[Stored data entries]
_ _ _ _ _ _ _

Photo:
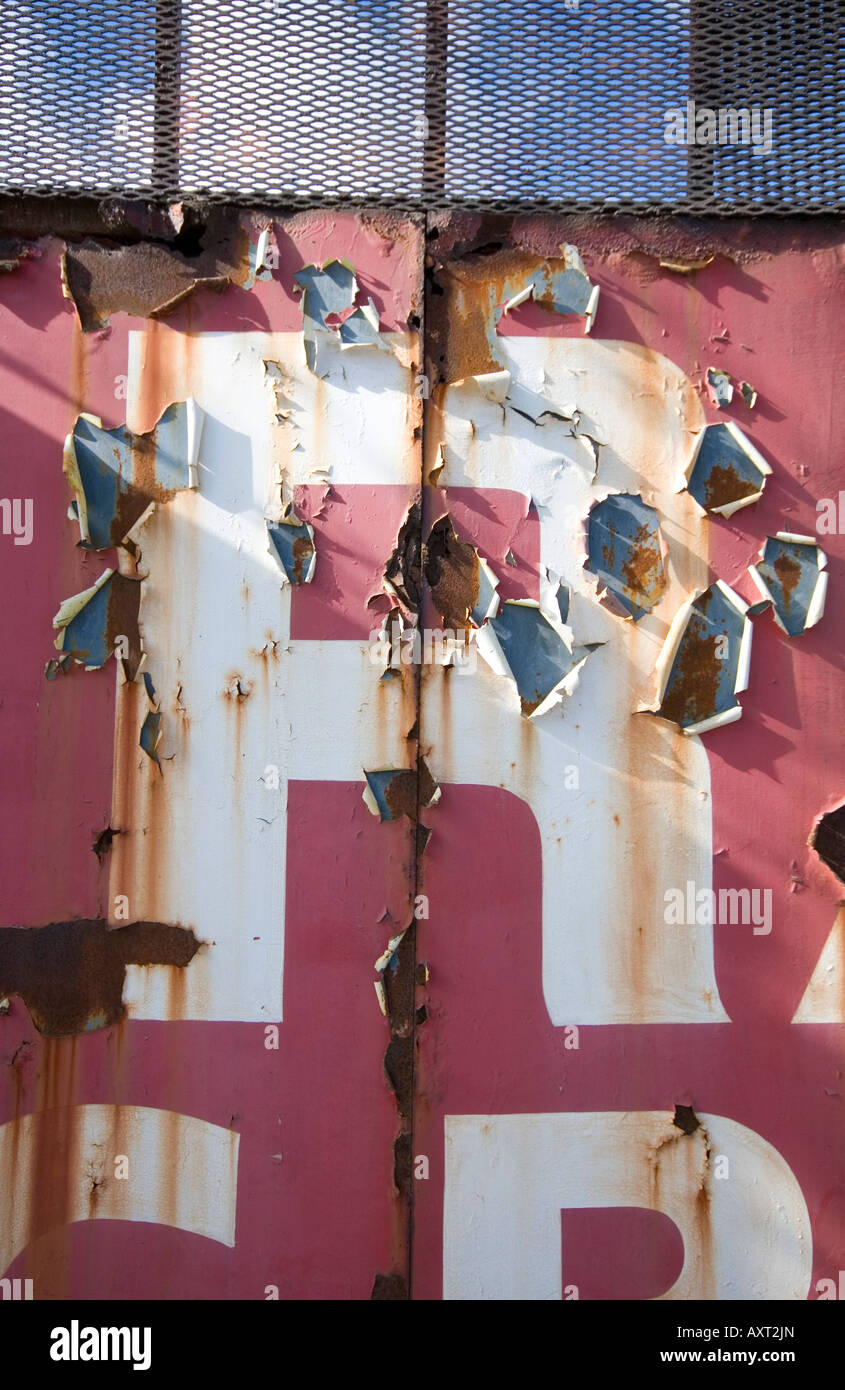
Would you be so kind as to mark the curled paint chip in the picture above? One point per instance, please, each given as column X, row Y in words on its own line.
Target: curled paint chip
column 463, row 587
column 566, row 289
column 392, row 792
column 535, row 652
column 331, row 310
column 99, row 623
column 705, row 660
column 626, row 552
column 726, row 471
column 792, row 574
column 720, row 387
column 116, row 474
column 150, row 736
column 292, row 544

_ _ _ _ _ _ _

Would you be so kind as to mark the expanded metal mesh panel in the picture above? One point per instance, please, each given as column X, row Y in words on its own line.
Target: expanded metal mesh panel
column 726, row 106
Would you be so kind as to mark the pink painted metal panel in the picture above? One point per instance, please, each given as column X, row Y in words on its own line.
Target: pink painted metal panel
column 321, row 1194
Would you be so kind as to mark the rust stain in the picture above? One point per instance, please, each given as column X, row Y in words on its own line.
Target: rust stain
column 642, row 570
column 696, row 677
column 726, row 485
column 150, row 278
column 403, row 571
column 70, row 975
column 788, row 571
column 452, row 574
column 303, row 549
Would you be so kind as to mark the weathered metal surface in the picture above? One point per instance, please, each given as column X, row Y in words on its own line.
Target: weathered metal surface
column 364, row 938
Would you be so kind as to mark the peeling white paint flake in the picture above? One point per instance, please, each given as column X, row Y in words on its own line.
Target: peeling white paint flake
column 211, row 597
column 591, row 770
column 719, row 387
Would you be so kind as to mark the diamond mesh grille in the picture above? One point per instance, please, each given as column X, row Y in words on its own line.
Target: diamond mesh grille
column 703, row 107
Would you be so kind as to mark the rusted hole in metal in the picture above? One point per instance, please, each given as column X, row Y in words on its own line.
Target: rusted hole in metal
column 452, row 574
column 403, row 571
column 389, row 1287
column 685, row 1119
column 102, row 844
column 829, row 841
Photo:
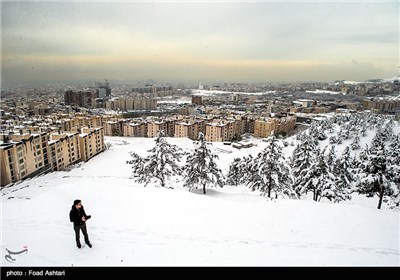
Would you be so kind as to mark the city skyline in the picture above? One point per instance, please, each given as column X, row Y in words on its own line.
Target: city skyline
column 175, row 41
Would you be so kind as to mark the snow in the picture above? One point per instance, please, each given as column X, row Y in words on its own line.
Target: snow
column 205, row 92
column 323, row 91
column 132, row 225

_ _ _ _ _ _ _

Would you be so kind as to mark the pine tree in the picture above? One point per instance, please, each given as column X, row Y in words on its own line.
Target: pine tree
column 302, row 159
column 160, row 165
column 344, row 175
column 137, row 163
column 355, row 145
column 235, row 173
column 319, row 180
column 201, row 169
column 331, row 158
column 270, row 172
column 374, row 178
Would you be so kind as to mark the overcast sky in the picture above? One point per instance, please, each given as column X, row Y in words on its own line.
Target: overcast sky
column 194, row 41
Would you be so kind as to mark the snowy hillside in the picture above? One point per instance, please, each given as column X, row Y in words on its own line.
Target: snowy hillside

_ _ _ _ _ _ _

Rename "snowy hillside" to "snow-covered slope" in the lines running from the line containing "Would you be so kind as to mark the snowy" through the line containing "Target: snowy hillside". Provide only those lines, with everything else left unchanged.

Complete output:
Would you be so kind as to mark the snow-covered slope in the picture above? One point per instance, please, each given as column X, row Y in words on its own line.
Target: snow-covered slope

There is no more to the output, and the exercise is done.